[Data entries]
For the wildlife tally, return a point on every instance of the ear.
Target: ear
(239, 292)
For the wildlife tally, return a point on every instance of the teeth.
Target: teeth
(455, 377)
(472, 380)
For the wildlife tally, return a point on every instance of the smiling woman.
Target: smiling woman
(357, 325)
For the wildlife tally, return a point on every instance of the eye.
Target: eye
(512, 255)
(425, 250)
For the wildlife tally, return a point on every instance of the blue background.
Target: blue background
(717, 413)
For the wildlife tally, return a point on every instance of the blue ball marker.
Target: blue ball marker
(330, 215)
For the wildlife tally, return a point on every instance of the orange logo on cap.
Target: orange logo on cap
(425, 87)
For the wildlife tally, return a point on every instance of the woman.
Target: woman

● Aim of the exercise
Copy range, inclusive: the line holding "of the eye." to the line holding "blue ball marker.". Reproduce exactly those lines of the records above and no others.

● Written answer
For the wildlife tally, return a point on every instance of the eye.
Target: eye
(512, 255)
(425, 250)
For the wildlife tally, return a point on every instance of the blue background.
Target: blue background
(717, 413)
For the wildlife tally, return a point on every instance of the blue ball marker.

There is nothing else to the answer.